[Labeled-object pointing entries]

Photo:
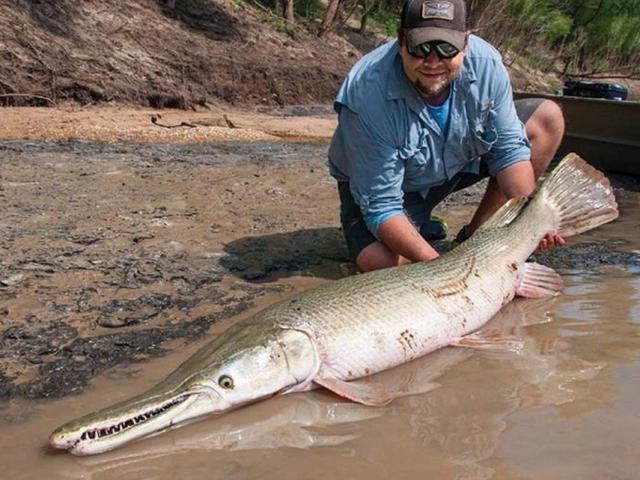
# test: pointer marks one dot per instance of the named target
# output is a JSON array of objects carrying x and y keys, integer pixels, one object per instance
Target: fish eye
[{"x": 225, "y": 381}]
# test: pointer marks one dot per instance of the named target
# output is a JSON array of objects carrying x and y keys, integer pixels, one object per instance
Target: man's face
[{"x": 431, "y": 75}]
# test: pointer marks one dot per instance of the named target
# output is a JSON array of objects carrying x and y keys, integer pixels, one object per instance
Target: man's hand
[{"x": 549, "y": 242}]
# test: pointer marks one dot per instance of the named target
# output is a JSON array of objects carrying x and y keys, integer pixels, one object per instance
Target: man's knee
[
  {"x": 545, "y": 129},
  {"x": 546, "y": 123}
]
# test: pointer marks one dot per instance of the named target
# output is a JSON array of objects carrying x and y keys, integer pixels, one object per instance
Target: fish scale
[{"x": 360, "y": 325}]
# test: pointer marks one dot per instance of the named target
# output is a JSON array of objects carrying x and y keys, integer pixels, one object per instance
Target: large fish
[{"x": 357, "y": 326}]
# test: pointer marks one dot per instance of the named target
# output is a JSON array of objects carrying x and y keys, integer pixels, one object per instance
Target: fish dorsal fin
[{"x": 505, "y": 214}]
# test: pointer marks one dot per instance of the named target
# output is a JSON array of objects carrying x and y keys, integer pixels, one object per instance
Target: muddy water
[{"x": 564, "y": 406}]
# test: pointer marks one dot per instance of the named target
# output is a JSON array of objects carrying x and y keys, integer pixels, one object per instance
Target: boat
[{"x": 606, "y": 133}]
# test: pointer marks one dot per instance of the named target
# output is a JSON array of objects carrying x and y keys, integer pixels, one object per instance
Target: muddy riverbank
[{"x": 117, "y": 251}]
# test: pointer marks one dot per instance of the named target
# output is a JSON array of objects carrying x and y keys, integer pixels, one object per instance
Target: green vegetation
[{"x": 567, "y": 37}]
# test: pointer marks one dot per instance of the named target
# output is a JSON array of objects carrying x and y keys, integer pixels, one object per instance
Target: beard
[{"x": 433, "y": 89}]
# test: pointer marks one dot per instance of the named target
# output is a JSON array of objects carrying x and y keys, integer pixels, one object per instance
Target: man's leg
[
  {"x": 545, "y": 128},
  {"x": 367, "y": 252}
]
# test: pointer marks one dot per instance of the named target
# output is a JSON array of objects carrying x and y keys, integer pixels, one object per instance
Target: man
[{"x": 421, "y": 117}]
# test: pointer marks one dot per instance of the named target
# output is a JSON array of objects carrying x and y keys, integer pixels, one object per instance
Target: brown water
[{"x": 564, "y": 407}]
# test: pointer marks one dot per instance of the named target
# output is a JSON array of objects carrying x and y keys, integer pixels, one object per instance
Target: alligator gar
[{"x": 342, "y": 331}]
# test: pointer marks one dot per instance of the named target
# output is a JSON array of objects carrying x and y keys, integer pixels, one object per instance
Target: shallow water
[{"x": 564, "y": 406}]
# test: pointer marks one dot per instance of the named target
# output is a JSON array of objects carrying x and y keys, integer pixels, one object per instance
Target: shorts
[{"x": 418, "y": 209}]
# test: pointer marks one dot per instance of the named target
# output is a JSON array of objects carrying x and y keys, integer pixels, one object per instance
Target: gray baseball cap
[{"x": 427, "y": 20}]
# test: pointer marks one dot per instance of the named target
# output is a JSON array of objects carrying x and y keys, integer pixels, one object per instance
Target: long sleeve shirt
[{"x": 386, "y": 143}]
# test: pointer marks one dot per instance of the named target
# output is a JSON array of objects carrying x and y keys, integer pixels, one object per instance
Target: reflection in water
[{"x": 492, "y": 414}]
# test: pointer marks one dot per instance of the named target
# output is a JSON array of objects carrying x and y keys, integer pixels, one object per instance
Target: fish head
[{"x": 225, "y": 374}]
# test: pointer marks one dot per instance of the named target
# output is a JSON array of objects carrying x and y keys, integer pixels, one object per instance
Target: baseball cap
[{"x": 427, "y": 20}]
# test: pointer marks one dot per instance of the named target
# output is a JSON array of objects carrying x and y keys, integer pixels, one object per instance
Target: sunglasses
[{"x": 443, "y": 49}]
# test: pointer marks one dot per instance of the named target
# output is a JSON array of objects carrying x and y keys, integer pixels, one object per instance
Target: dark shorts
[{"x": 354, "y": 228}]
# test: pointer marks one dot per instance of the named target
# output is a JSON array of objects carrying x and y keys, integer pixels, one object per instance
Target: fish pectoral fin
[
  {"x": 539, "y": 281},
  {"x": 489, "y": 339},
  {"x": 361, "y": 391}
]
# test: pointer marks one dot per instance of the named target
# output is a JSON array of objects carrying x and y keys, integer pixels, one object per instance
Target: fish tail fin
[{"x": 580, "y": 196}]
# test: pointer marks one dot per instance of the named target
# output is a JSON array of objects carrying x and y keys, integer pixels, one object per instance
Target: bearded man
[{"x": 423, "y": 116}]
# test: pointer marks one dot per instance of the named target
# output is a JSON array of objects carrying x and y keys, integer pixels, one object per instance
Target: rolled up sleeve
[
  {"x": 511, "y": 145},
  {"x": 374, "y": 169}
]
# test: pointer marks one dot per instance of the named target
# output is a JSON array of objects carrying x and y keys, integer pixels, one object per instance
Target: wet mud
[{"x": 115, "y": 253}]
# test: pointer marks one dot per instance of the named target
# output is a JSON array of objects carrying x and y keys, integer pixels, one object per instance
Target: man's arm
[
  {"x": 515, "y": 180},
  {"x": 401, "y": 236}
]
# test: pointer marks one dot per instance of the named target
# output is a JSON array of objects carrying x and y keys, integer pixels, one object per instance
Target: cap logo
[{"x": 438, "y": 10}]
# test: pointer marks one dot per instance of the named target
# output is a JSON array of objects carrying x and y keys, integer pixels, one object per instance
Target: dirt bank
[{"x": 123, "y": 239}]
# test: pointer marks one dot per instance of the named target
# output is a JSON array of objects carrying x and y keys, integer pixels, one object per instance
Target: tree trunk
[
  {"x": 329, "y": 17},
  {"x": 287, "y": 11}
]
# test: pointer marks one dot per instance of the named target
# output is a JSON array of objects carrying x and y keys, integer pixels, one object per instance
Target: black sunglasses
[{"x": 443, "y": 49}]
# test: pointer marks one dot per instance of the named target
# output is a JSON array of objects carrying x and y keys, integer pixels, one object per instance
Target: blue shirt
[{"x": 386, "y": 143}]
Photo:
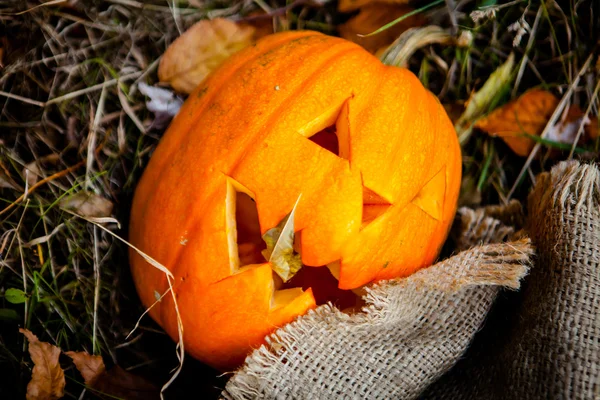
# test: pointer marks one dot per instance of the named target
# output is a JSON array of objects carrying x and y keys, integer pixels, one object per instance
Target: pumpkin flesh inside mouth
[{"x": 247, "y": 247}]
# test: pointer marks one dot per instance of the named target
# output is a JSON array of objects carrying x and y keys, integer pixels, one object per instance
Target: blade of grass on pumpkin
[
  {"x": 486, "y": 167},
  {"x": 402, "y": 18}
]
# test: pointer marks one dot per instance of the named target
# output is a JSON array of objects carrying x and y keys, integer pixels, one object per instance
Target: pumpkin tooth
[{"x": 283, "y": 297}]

**The exercise:**
Output the data above without changes, apart from leaving out the pictures.

**Written answer:**
Photo:
# test: pointer marks one dot per instance of the named target
# output is a JSON array of objects carrying x and y keys, integer pixels, one object per instance
Target: fish eye
[{"x": 225, "y": 381}]
# test: pointer marks one dot per instance of the named target
# output is a JSON array of objects carrying x and y keys, integer pixels, one object per instance
Target: man's face
[{"x": 431, "y": 75}]
# test: pointer marks one dot per instance of the named target
# output is a JSON array of objects carrying x and y keys, integer pixels, one object per instance
Target: man's hand
[{"x": 549, "y": 242}]
# test: pointer marks one dot per instance of the named target
# output is a JSON array of objects carrying x and y keys, integer pixels, one object per instance
Target: man's knee
[
  {"x": 545, "y": 129},
  {"x": 546, "y": 123}
]
# test: pointer marks one dot per instance of the named target
# output is a JSON array of objects carrying x and y keys, integer pixels, one object per instance
Target: fish scale
[{"x": 360, "y": 325}]
# test: pointer marks one dot per instance of the named target
# output is a JSON array of objects carrying x and y keys, integer pixels, one object per instance
Target: large fish
[{"x": 357, "y": 326}]
# test: pointer marks one dot per instance of the named target
# output is a JSON array of objects carrying x and y keys, integer pixels, one object per instance
Target: fish dorsal fin
[{"x": 505, "y": 214}]
# test: pointer marks one dot per instance of the named target
# output is a JSON array of objects carrying x and y keys, integer pixels, one object per instance
Target: muddy water
[{"x": 564, "y": 406}]
# test: pointer marks one dot per instance of the named target
# output is a JSON array of objects carrying x and y keys, integer pixels, one object per instance
Target: boat
[{"x": 606, "y": 133}]
# test: pointer marks one dot per instance of the named target
# output is a JSON array of objects carrying x and y keys, integer pixels, one object per instance
Target: muddy riverbank
[{"x": 117, "y": 251}]
# test: pointer marks one dot per instance of the named target
# output is a JSON array of objects carrying x and y keys, integer pixels, one object per instance
Target: green vegetation
[{"x": 567, "y": 37}]
# test: pointer marks one dot per instance of the named target
# output is a JSON array of objects carrying x and y keys, integer pixels, one object per instance
Target: beard
[{"x": 433, "y": 89}]
# test: pointer marks one dot per instance of the named target
# output is a JSON array of objects carrying x and y keys, integer pixels, one object per instance
Target: man's leg
[
  {"x": 545, "y": 128},
  {"x": 367, "y": 252}
]
# test: pointer marks one dot per instance of the named target
# output is a JSON array of objects carrying x and y keys, integer pixels, one object per instance
Target: man
[{"x": 421, "y": 117}]
# test: pointer marks one dot per instance of the named target
# output is a JSON array of objects carrying x and y keys, integer pixels, one object per instance
Target: brown water
[{"x": 564, "y": 407}]
# test: pointer marks one dot per instance of the named target
# output is a JSON array of objects carrying x and y keys, integer pixels, one object per instance
Target: alligator gar
[{"x": 342, "y": 331}]
# test: pointer marks one dot per instance of the named target
# output is a JSON array of objects carrying x and y keys, integer pixels, one object per instance
Target: shallow water
[{"x": 564, "y": 406}]
# test: pointer marks one dot per instance of the named target
# output is a JSON array of objects carrying x and y keys, integer pixels, one object per instance
Target: shorts
[{"x": 418, "y": 209}]
# test: pointer marks one dot per instance of the named target
# output is a JSON array of objects carrying x and y keys, integer pixels, one object per instance
Target: gray baseball cap
[{"x": 427, "y": 20}]
# test: pointer marks one dot per instance of the named target
# output is a JSON array of objects carrying x and y keys, integer pixels, one object per instance
Target: long sleeve shirt
[{"x": 386, "y": 143}]
# test: pointer marks one dot per instance of the named target
# output is a JSON array of objects carrying x and y keys, integer pixels, one object per instance
Target: reflection in water
[{"x": 492, "y": 414}]
# test: pointer marks one dot per instance of the named target
# output is a JSON array of objects carrying x and y keys, integer pixels, one object per instance
Target: fish head
[{"x": 225, "y": 374}]
# test: pointer marks one dot per instance of the named target
# output is a JSON array of objects carrying x and y keys, integer pixels, one object per instance
Target: baseball cap
[{"x": 427, "y": 20}]
# test: pointer marks one dot per instance of the named target
# output is a JSON array of objects carrying x and y keys, integer pixels, one object per instance
Target: sunglasses
[{"x": 443, "y": 49}]
# test: pointer marks one dot per instance of the named target
# output is a JSON array of objects carrying x and y keys, integer pixels, one object per instance
Target: dark shorts
[{"x": 354, "y": 228}]
# test: pointer marks one dot per instance of the named target
# output is a JSON array of objects carrying x and y keys, integer pixels, one object per instance
Target: fish pectoral fin
[
  {"x": 539, "y": 281},
  {"x": 489, "y": 339},
  {"x": 361, "y": 391}
]
# test: pointer marks one dot per instance of the named target
# output is a JSON array of objects carrying x and y keys, integer pixels, one object per instance
Target: fish tail fin
[{"x": 580, "y": 196}]
# test: pointer marks one dot per instance of the named target
# output is a JSON array of objects carrying x and y keys, integer pixels, one object per instance
Target: bearded man
[{"x": 423, "y": 116}]
# test: pointer marks one dot per instance of the named target
# output is a JSON array of objects carrying x and y keys, integer pixels, one object per instance
Target: rolled up sleeve
[
  {"x": 511, "y": 145},
  {"x": 374, "y": 169}
]
# test: pointer marks one dot per instance of the named target
# output is a JSON array of objects carrying x and y keys, integer pixels, one object per instance
Target: wet mud
[{"x": 115, "y": 253}]
# test: pointer marks one dot per instance of the named target
# output is a JSON array of objects carrying x and y keys, integer pixels, one object per instance
Target: man's arm
[
  {"x": 515, "y": 180},
  {"x": 401, "y": 236}
]
# test: pointer marks one dot per instance of the named target
# output is a JSON array of objects carrying x and y keys, integer pixels, one object per instance
Target: cap logo
[{"x": 438, "y": 10}]
# test: pointer marks one dot per instance of the named target
# output is a JSON array of objects carrying x and y keys, integer pixels, one object per instance
Target: dirt bank
[{"x": 123, "y": 239}]
# test: pointer marks one dot per instance of the named target
# output is a JSON array of objects carrying x and y keys, integer pixels, one object per instance
Target: tree trunk
[
  {"x": 329, "y": 17},
  {"x": 287, "y": 11}
]
# test: pointer marks one dot per instance of the named target
# output is a JSON array of objects carrying x and y keys, integer pixels, one object per instance
Target: black sunglasses
[{"x": 443, "y": 49}]
# test: pointer marks one dot per instance of the named target
# output is a JSON array of objects carrying x and y keys, integer pixels, one object per instance
Target: blue shirt
[{"x": 386, "y": 143}]
Photo:
# test: pointer marks one dot per instance of the named target
# output is a JSON array of objects carrying x and y keys, integer pixels, one object per instance
Target: pumpkin flesh inside mouth
[{"x": 247, "y": 247}]
# test: pointer marks one dot per instance of the named target
# output is a JSON array of objects carrying x and y keys, integer pixels, one object per instance
Target: blade of grass on pumpkin
[
  {"x": 486, "y": 167},
  {"x": 402, "y": 18}
]
# test: pointer marks one dot per instance of the named target
# output is a JSON array of objects carrying x and y keys, integer pixels, one object per instance
Target: pumpkin tooth
[{"x": 283, "y": 297}]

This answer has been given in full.